Copy out, word for word, the part of the data below that opens with the line containing "of the grass" and closes with the line containing "(577, 1100)", including both of those lines. Omit the pictures from your answer.

Pointing dataset records ::
>> START

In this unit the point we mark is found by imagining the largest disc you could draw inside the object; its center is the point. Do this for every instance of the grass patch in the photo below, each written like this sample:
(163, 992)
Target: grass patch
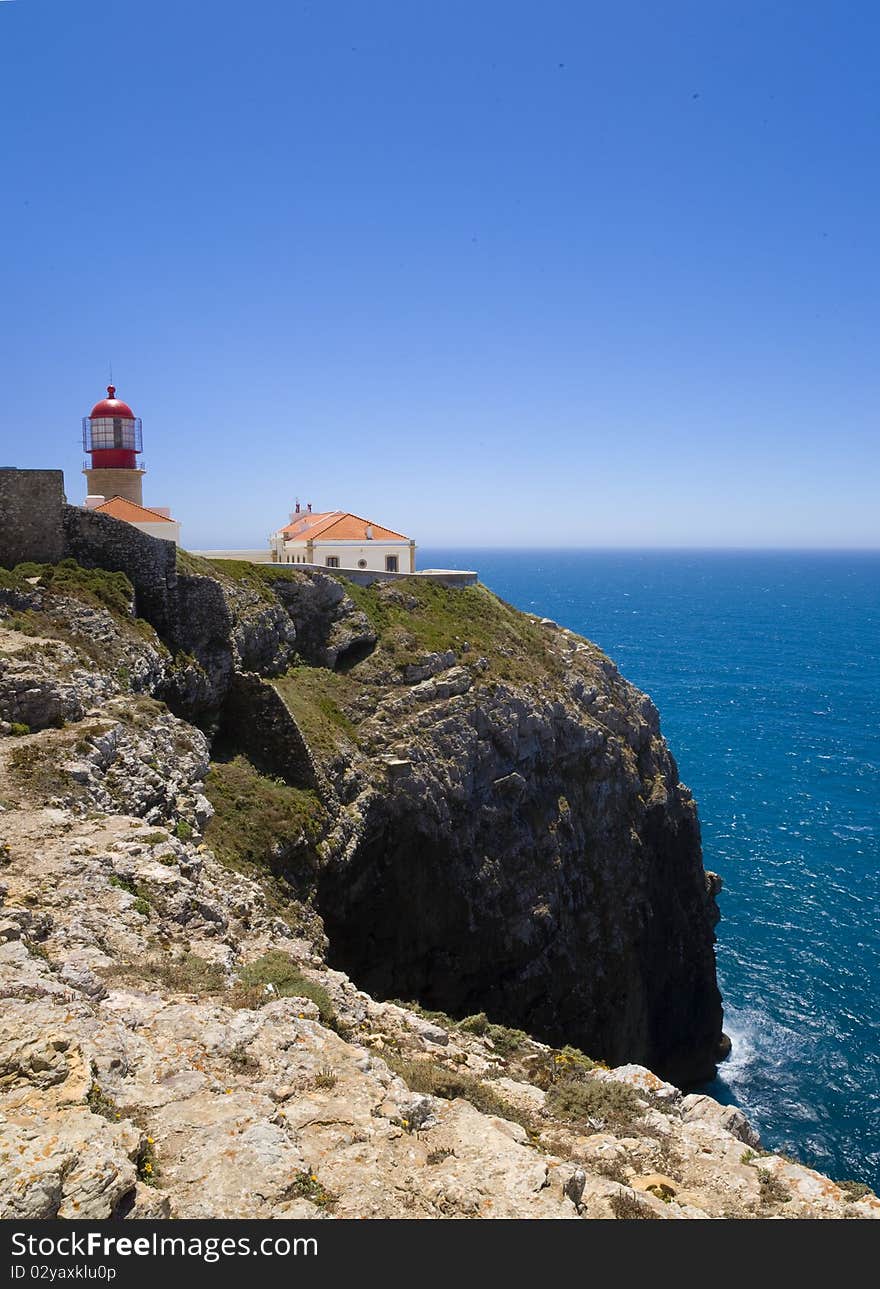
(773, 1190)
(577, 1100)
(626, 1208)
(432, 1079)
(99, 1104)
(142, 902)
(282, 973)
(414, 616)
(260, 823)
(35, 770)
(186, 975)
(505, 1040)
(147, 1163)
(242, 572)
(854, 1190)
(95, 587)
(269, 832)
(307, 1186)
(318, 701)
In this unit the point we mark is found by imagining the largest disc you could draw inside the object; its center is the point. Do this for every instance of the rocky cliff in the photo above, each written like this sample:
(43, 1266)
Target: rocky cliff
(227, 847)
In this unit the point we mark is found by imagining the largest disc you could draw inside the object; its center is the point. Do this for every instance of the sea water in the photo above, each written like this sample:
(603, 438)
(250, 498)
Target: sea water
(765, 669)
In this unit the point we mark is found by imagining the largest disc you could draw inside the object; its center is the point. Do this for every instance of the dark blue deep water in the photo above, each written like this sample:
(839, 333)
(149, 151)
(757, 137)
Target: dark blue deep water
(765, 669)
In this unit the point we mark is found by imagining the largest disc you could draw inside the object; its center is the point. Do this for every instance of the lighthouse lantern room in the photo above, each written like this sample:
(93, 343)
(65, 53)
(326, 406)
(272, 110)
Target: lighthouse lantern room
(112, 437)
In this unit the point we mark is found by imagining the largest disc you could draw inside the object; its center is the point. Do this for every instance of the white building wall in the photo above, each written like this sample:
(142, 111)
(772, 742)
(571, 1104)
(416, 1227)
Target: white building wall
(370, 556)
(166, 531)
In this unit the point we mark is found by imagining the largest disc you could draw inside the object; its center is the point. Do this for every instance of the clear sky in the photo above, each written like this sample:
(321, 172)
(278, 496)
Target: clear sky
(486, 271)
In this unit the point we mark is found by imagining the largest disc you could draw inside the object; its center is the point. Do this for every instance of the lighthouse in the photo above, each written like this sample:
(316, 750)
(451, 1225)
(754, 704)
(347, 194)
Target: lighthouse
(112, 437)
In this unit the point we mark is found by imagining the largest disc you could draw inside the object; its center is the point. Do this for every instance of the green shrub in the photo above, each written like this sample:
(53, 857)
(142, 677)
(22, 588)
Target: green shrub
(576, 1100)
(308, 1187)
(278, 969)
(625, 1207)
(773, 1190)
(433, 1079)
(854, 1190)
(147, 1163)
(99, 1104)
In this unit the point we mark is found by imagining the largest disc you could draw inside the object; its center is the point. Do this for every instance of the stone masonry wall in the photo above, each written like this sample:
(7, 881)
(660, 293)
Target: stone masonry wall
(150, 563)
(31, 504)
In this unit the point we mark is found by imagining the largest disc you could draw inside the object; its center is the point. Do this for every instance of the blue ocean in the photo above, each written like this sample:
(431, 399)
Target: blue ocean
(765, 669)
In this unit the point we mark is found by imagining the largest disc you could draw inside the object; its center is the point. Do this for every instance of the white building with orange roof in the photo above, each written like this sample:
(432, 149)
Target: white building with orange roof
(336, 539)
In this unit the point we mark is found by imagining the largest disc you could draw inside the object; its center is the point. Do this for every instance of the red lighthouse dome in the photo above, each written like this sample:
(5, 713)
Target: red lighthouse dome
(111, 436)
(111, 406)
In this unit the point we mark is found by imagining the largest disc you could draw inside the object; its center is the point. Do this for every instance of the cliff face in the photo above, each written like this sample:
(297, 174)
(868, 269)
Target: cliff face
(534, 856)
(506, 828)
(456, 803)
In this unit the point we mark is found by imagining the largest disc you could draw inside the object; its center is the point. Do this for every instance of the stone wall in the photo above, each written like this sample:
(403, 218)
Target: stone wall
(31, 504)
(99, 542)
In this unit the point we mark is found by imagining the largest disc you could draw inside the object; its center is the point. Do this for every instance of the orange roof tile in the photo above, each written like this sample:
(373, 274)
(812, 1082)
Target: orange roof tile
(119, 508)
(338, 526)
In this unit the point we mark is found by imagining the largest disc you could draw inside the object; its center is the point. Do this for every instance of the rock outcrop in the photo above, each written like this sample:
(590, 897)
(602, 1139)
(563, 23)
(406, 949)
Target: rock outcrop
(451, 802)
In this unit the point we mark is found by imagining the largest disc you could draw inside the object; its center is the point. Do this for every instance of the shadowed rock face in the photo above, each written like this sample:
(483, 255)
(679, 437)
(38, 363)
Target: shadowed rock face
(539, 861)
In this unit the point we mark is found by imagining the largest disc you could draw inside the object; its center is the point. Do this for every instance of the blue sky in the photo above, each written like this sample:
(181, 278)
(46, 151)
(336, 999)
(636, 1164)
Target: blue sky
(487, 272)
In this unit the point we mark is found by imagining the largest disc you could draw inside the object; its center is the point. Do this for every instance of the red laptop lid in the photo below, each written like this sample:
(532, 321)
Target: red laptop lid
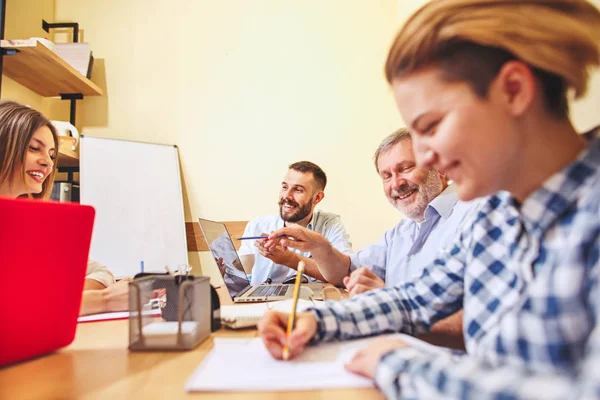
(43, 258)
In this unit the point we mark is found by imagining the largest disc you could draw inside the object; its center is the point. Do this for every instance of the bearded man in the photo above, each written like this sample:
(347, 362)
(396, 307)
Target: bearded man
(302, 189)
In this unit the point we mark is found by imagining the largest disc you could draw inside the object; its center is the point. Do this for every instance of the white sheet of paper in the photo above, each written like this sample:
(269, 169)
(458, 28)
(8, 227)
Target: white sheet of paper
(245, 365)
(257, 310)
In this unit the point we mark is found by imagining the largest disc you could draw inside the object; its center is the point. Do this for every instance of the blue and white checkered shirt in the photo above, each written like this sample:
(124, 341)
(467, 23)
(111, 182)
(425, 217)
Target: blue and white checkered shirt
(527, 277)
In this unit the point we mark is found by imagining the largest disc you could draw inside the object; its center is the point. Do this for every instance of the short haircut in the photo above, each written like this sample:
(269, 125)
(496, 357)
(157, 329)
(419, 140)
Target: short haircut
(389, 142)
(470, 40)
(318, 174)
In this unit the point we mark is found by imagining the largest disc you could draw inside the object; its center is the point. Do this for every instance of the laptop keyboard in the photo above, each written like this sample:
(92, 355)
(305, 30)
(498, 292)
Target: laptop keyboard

>> END
>> START

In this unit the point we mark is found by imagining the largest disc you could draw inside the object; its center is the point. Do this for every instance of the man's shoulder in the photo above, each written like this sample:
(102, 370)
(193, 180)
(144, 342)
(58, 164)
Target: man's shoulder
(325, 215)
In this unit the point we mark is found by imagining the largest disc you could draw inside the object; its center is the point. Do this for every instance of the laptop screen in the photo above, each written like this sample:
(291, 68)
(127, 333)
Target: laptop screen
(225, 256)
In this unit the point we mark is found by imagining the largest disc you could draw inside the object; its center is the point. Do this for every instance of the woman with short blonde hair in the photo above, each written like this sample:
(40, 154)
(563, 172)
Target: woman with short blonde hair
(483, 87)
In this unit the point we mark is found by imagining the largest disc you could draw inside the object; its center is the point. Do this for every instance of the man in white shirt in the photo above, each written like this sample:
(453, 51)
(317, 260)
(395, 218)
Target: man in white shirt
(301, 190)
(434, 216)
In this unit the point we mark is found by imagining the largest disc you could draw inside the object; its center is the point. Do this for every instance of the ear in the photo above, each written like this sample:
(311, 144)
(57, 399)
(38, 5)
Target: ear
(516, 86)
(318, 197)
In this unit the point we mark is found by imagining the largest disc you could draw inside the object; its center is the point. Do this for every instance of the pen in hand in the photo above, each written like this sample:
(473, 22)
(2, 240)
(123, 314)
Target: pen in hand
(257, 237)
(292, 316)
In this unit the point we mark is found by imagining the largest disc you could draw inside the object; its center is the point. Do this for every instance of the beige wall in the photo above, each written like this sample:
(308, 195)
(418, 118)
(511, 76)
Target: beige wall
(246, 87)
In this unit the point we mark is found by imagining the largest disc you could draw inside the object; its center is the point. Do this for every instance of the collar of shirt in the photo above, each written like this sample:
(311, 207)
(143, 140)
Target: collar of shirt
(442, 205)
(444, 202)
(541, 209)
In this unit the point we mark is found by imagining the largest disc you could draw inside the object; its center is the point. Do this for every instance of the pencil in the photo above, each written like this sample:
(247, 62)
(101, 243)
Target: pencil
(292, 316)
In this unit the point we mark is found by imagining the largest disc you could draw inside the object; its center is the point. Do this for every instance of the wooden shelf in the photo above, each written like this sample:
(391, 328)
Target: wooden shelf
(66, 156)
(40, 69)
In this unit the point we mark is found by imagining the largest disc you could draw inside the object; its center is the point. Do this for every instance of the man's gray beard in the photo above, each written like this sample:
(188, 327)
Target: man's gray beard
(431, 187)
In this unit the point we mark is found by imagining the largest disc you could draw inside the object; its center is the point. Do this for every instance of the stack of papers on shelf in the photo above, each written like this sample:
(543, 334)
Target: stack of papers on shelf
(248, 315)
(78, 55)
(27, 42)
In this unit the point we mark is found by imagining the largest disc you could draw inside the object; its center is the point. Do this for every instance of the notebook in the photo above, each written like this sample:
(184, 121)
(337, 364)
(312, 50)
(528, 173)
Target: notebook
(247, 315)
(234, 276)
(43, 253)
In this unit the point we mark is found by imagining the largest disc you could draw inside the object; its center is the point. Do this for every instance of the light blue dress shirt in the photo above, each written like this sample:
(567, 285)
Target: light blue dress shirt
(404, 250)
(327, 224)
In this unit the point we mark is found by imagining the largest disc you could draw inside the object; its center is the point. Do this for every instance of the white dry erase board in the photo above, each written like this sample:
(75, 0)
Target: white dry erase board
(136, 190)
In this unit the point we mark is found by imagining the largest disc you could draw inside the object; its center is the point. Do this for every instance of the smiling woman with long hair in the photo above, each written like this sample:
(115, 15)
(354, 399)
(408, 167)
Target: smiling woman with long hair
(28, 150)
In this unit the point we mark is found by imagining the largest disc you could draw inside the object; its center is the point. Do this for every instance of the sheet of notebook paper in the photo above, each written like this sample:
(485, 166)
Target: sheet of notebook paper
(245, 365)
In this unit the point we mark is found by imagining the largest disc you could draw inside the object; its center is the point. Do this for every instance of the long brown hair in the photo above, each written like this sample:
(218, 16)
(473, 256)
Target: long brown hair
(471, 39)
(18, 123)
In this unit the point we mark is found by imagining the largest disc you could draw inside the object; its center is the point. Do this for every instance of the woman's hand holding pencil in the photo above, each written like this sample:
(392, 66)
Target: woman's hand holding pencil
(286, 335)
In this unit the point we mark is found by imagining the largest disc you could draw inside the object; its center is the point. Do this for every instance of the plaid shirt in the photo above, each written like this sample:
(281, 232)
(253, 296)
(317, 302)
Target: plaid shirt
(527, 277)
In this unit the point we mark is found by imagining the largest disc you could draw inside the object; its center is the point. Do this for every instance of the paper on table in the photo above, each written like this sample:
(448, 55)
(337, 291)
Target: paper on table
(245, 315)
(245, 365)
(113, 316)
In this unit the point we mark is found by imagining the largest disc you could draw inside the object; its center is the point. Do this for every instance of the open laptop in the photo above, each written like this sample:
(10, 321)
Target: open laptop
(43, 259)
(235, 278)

>> END

WRITTEN ANSWER ::
In this unit the point we mark is found by imagining the largest disc you could draw inside the object; its center is the point. Do this for every instance of the grass patch in the photo below, each written like this sample:
(163, 992)
Target: grass patch
(773, 1190)
(577, 1100)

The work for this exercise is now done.